BEGIN Source excerpt
FeaturesDecember 18, 1998

Here's the answer: When you reach a certain age, there are still 24 hours in a day. But you forget most of their names. Finally, all the Christmas decorations are up at our house. If I sound a little exasperated, it's because someone my age starts to find simple chores are getting harder...

Here's the answer: When you reach a certain age, there are still 24 hours in a day. But you forget most of their names.

Finally, all the Christmas decorations are up at our house.

If I sound a little exasperated, it's because someone my age starts to find simple chores are getting harder.

I've heard that a lot recently. I went to the doctor recently for my annual checkup. Several times he mentioned things pertinent to "a man your age."

Good grief.

I'm not the first fellow ever to have gray hair.

I take that back. Make it white hair. A man my age couldn't possibly have just plain gray hair.

Once upon a time -- that would be the first Christmas after my wife and I were married -- we managed to do all of our holiday decorating in about a hour.

Of course, we were young, broke, in love and willing to shoot two weeks of grocery money for the biggest Scotch pine we could tie on top of our Volkswagen bug. I'll swear it looked like we were driving the tree home as we left the supermarket parking lot.
END Source excerpt
BEGIN Data extract
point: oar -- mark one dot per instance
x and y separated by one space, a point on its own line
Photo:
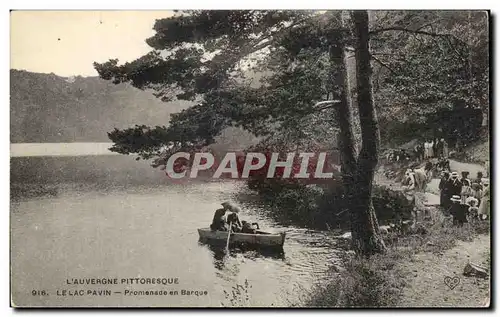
228 235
END Data extract
▶ _Task A_
In the Christmas decorating column above, the writer lists what he and his wife were during their first Christmas as a married couple. List those four things.
▶ _Task B_
Pick up the Christmas decorating column after its last sentence and write the next few paragraphs in the same voice.

▶ _Right answer A_
- Young
- Broke
- In love
- Willing to spend two weeks of grocery money on the biggest Scotch pine they could tie on top of their Volkswagen bug

▶ _Right answer B_
We had gone to the supermarket to buy food. We left with this monster of a tree.

Having blown all our liquid assets on the tree, we had nothing left for tree ornaments. My wife, inspired and frugal person that she is, found enough change to buy a good-sized bag of those round peppermint candies wrapped in cellophane. At home, we found some red twine. We spent the next hour tying dozens of peppermints to the branches of the tree. We still agree that it was just about the best Christmas tree ever.

Did I say that took an hour?

That was decorating time. It did not include the time it took to set up the tree.

In our household, stories about Pop getting an evergreen to stand up straight in the living room are legend. Think about it: Evergreens are outdoor creatures. Try bringing them inside, freshly amputated from their life-support system, and they are bound to make a fuss.

My trees elevated fussing to a war zone.

Over the years, we managed to spend more grocery money on lights and red balls -- the kind that shatter into a gazillion shards when dropped. And we've amassed quite a collection of handmade ornaments crafted by our sons, friends and relatives. We also have become the family caretakers of ornaments that have been in our respective families for longer than anyone can remember. For example, there are two small metal bells from my family's trees of Christmases past. They still dangle from sturdy hangers made of baling wire. That should give you some clue about how old they are. From my wife's family comes the gold teardrop-shaped ornament that tends to glow after all these years. It always gets its own special box when it's packed away for the next Christmas.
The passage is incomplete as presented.